=== RECORDS FOR THE TASK ===
________

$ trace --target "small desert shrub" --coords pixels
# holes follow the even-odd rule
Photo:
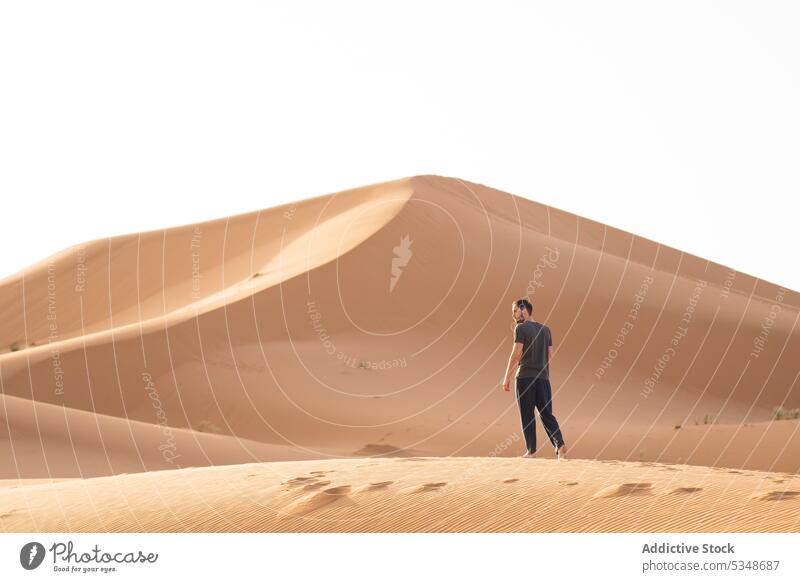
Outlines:
[[[793,418],[800,418],[800,408],[776,406],[772,411],[772,420],[790,420]]]
[[[222,429],[210,420],[201,420],[197,423],[197,430],[199,432],[210,432],[214,434],[221,434]]]

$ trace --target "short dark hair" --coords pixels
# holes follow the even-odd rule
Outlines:
[[[522,309],[523,307],[527,309],[528,315],[533,313],[533,305],[531,305],[531,302],[528,301],[527,299],[517,299],[514,302],[514,305],[517,307],[517,309]]]

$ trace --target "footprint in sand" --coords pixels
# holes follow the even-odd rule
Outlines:
[[[308,485],[303,485],[303,491],[316,491],[317,489],[322,489],[323,487],[327,487],[330,485],[330,481],[318,481],[317,483],[309,483]]]
[[[702,491],[702,487],[674,487],[667,491],[667,495],[681,495],[683,493],[697,493]]]
[[[783,501],[784,499],[800,499],[800,491],[766,491],[753,495],[758,501]]]
[[[286,516],[305,515],[349,496],[350,485],[339,485],[317,491],[286,506]]]
[[[414,485],[413,487],[406,487],[400,490],[400,493],[424,493],[426,491],[436,491],[447,485],[445,481],[439,483],[423,483],[422,485]]]
[[[389,485],[394,483],[394,481],[378,481],[376,483],[367,483],[366,485],[360,485],[353,489],[353,493],[363,493],[365,491],[378,491],[379,489],[386,489]]]
[[[652,483],[621,483],[601,489],[593,497],[626,497],[629,495],[650,495],[653,492]]]

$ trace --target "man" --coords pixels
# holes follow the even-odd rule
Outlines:
[[[553,443],[556,456],[565,459],[567,447],[561,436],[556,417],[553,416],[553,397],[550,389],[550,356],[553,339],[550,328],[533,321],[533,306],[527,299],[518,299],[511,306],[511,315],[517,322],[514,328],[514,349],[508,359],[508,369],[503,380],[503,390],[510,391],[511,374],[519,366],[516,377],[517,404],[522,420],[522,432],[528,451],[522,455],[536,456],[536,417],[534,406],[539,409],[547,437]]]

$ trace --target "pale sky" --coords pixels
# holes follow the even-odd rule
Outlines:
[[[0,8],[0,277],[440,174],[800,290],[796,2],[111,4]]]

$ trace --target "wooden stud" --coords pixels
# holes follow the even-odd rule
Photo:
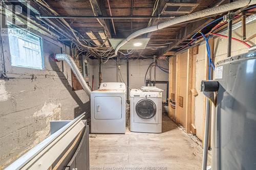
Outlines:
[[[181,54],[178,54],[176,56],[176,107],[175,111],[175,120],[177,123],[180,123],[180,109],[179,106],[179,96],[180,96],[180,58]]]
[[[197,92],[197,89],[196,89],[196,88],[195,87],[193,87],[191,89],[191,92],[192,93],[192,94],[193,95],[193,96],[196,96],[197,95],[198,95],[198,93]]]
[[[195,50],[195,48],[196,50]],[[196,105],[195,97],[198,95],[198,93],[196,89],[196,74],[197,66],[197,54],[198,54],[199,45],[194,47],[193,49],[193,70],[192,78],[192,89],[191,92],[193,94],[192,96],[191,108],[191,132],[194,134],[197,134],[197,131],[195,126],[195,107]],[[197,53],[195,53],[195,51]]]
[[[175,55],[176,53],[176,52],[167,52],[164,53],[163,56],[173,56]]]
[[[104,31],[99,31],[99,36],[100,36],[100,38],[101,38],[103,41],[104,42],[104,41],[105,41],[105,40],[106,39],[106,35],[105,35],[105,33],[104,32]],[[109,43],[108,40],[106,40],[106,42],[105,42],[105,45],[106,47],[110,46],[110,44]]]
[[[86,34],[87,34],[87,35],[89,36],[90,38],[91,38],[91,39],[97,39],[92,31],[87,31],[86,33]],[[98,40],[93,40],[93,41],[94,42],[94,43],[96,45],[100,46],[101,45],[101,44],[100,43],[100,42],[99,42]]]
[[[195,55],[198,54],[198,50],[199,48],[199,45],[195,46],[193,47],[193,55]]]
[[[187,133],[191,131],[191,113],[192,109],[192,89],[193,76],[193,48],[190,48],[187,52],[186,102],[186,125]]]
[[[211,60],[212,60],[212,56],[214,54],[214,40],[213,37],[210,37],[209,38],[209,40],[208,40],[208,42],[209,42],[209,45],[210,46],[210,58]],[[206,48],[205,48],[205,60],[204,60],[204,80],[208,80],[208,75],[209,74],[209,72],[208,71],[208,56],[207,54],[207,50]],[[204,127],[205,126],[205,113],[206,113],[206,107],[205,107],[205,104],[206,103],[206,97],[204,97],[204,112],[203,112],[203,134],[204,134]],[[210,108],[211,108],[211,106],[210,105]],[[210,109],[211,110],[211,109]],[[209,135],[209,136],[210,135]],[[209,140],[210,141],[210,140]],[[204,138],[203,138],[203,144],[204,142]]]
[[[169,99],[169,101],[170,99],[172,99],[172,83],[173,83],[173,58],[170,57],[169,59],[169,87],[168,87],[168,91],[169,91],[169,94],[168,99]],[[169,101],[168,101],[169,102]],[[170,102],[168,102],[169,103],[169,105],[168,106],[168,115],[169,117],[173,117],[173,113],[172,113],[172,107],[170,107]]]

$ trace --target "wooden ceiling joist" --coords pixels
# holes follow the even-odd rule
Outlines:
[[[96,16],[108,16],[105,9],[103,0],[90,0],[92,7],[93,8],[94,15]],[[110,21],[107,19],[97,19],[101,26],[106,31],[106,35],[111,38]]]

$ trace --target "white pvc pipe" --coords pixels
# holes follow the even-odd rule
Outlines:
[[[209,16],[219,13],[224,13],[227,11],[233,10],[236,9],[243,8],[248,5],[256,4],[256,0],[239,0],[229,4],[224,4],[218,7],[215,7],[206,9],[200,11],[196,12],[190,14],[180,16],[172,19],[167,21],[162,22],[157,26],[146,28],[138,30],[131,34],[125,39],[122,41],[116,47],[115,50],[115,54],[109,57],[108,58],[114,57],[117,55],[118,50],[123,45],[132,39],[142,34],[162,29],[163,28],[172,26],[173,25],[187,21],[206,16]]]

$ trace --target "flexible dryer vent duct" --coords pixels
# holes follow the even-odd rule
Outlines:
[[[70,68],[72,70],[73,72],[74,72],[74,74],[76,76],[79,82],[82,86],[82,88],[84,90],[84,91],[86,91],[86,92],[90,98],[91,96],[91,89],[84,80],[83,76],[82,76],[82,74],[80,72],[78,67],[76,65],[72,57],[66,54],[57,54],[53,55],[52,56],[52,58],[55,61],[59,62],[60,61],[65,61],[67,62],[68,64],[69,64],[70,66]]]
[[[123,45],[131,41],[134,38],[142,34],[161,30],[166,27],[173,26],[176,24],[183,22],[192,20],[206,16],[214,15],[219,13],[222,13],[227,11],[233,10],[236,9],[243,8],[248,5],[254,5],[256,4],[256,0],[239,0],[233,3],[224,4],[218,7],[215,7],[211,8],[206,9],[193,13],[181,16],[170,19],[165,22],[162,22],[158,25],[150,27],[141,30],[138,30],[131,34],[128,37],[122,41],[115,50],[115,54],[109,57],[109,58],[114,57],[117,55],[118,50]]]

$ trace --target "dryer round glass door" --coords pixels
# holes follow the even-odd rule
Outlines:
[[[142,99],[137,103],[135,110],[139,117],[144,119],[149,119],[156,115],[157,107],[152,101]]]

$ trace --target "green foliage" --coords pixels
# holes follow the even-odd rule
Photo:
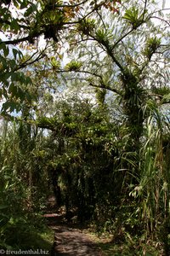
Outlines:
[[[123,19],[128,20],[133,29],[137,29],[144,22],[143,15],[134,6],[126,10]]]
[[[67,71],[78,71],[82,66],[82,62],[71,61],[70,63],[66,64],[65,69]]]
[[[156,53],[156,49],[159,48],[161,44],[161,38],[150,38],[147,40],[145,44],[145,49],[144,50],[144,55],[150,60],[151,56],[154,53]]]

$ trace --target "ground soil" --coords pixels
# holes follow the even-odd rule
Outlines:
[[[45,214],[50,228],[54,231],[56,246],[52,255],[56,256],[103,256],[97,244],[76,224],[63,223],[60,214]]]

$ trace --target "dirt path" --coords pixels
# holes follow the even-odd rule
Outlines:
[[[56,246],[53,256],[102,256],[100,249],[81,230],[60,223],[58,214],[46,214],[54,231]]]
[[[54,227],[59,256],[102,256],[100,250],[88,235],[68,226]]]

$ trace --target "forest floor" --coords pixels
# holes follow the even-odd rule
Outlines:
[[[76,224],[65,224],[57,213],[45,214],[49,227],[54,230],[55,246],[52,255],[57,256],[104,256],[97,243]]]

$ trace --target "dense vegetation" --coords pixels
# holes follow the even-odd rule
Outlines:
[[[42,245],[54,195],[120,255],[169,255],[164,4],[1,1],[2,247]]]

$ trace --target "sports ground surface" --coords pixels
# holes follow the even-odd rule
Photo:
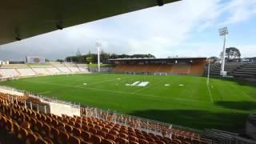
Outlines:
[[[149,84],[126,86],[137,81]],[[204,77],[91,74],[0,85],[198,130],[240,132],[248,114],[256,113],[256,84],[233,79],[210,78],[208,87]]]

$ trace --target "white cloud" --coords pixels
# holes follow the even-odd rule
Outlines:
[[[256,15],[256,1],[232,0],[222,8],[222,12],[229,14],[222,25],[243,22]]]

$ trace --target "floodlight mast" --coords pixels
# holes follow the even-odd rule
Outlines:
[[[223,43],[223,51],[222,51],[222,67],[221,67],[221,72],[220,74],[222,75],[223,77],[226,76],[226,74],[224,74],[225,72],[225,54],[226,54],[226,35],[228,34],[228,30],[227,30],[227,27],[225,26],[223,28],[221,28],[218,30],[219,32],[219,35],[220,36],[223,36],[224,38],[224,43]]]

________

=== GOAL OF THE EXERCISE ===
Pick out every row above that contains the word "ground", and copy each one in full.

=== ANSWER IN FULL ===
$ trace --target "ground soil" --coords pixels
$ trace --target "sports ground surface" --coords pixels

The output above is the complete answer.